### [DOCUMENT EXCERPT]
▼

If we have this sustainability transition lens in looking at this bill, the immediate item that should catch our attention is the excise tax on diesel fuel which is now increased progressively yearly within the next three years from being taxed at zero (0) now to 3 pesos in Jan 1, 2018; to 5 pesos in Jan, 1, 2019; and to 6 pesos in Jan. 1 2020.

The Department of Finance (DoF) is of the view that this impending diesel price increase will not jack up food prices or jeepney fares that much based on similar abrupt price increases in diesel from January to December 2016 and in the period 2010 and 2012.

Even the National Tax Research Center (NTRC) noted in a study it did recently in January 2017 that even jeepney fare rates will not rise as much as in fact such fares have already increased in anticipation of a fuel tax hike this July 2017. Based on the historical table (Table 13 in the study) that they have come up with, in the period after 2009, if the price increase in diesel fuel will increase by greater than 50%, this will generate an additional Php 1 increase in jeepney fares : this happened between the period February 2009 when diesel price was at Php23.00 and it increased to Php 37.75 in January 2011 and in the period between January 2016 where diesel price is at Php 20.20 and February 2017 where diesel price is at Php 31.00. In these periods, the jeepney fare rate increased at Php1.00. Perhaps with these three year successive increases of diesel prices, the jeepney fare rate may not increase more than Php1.00 within the three year period.

▲

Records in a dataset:
▼

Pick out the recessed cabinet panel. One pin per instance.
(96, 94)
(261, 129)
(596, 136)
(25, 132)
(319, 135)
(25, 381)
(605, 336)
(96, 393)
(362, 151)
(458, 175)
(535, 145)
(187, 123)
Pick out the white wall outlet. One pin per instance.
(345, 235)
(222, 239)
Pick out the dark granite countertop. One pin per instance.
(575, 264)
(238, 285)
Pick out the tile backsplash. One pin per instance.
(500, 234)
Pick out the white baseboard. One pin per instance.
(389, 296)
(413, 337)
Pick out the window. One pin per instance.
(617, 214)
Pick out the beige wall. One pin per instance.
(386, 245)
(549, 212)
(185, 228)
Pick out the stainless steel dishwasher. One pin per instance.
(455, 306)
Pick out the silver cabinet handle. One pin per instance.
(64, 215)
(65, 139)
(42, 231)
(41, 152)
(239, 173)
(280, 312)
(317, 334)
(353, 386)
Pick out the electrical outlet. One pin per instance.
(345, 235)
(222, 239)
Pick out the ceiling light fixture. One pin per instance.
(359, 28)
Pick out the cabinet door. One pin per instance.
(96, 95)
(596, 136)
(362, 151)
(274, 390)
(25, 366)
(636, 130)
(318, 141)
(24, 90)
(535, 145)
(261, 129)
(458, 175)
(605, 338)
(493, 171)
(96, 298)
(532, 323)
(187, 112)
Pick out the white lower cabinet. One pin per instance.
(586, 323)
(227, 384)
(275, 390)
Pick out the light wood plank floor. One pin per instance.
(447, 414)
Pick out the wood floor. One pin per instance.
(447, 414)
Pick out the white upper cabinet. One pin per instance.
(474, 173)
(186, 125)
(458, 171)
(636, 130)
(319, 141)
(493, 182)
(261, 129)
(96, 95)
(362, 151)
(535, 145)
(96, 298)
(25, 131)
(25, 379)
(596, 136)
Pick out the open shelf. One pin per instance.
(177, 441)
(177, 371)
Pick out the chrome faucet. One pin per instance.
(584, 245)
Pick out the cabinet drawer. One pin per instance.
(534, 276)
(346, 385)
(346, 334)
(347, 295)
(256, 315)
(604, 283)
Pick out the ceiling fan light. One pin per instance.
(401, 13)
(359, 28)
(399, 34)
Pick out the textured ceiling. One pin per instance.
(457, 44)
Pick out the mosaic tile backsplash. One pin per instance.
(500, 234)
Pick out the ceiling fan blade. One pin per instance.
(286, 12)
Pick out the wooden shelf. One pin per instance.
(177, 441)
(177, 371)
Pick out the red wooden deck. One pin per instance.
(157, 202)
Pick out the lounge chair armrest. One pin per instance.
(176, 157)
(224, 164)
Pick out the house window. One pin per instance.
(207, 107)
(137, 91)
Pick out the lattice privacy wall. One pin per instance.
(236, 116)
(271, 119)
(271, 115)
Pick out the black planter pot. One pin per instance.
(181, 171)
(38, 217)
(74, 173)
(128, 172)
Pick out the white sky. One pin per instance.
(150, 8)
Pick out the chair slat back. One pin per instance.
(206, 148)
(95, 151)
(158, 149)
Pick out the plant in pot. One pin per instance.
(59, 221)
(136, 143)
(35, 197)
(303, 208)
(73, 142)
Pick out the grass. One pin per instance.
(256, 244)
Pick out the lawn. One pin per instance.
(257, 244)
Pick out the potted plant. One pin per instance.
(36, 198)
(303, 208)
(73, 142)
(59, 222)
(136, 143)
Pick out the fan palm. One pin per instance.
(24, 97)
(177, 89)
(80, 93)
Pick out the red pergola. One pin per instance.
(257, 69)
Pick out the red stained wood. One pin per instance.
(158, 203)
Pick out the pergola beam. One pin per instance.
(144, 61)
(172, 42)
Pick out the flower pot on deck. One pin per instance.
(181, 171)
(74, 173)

▲

### [DIRECTION A]
Reproduce the passage of the diesel tax excerpt, everything from "The Department of" down to "2010 and 2012.".
### [DIRECTION B]
In the diesel tax excerpt, which agency carried out the study in January 2017 on how jeepney fares respond to diesel price increases?

### [PROBLEM SOLUTION A]
The Department of Finance (DoF) is of the view that this impending diesel price increase will not jack up food prices or jeepney fares that much based on similar abrupt price increases in diesel from January to December 2016 and in the period 2010 and 2012.

### [PROBLEM SOLUTION B]
The National Tax Research Center (NTRC).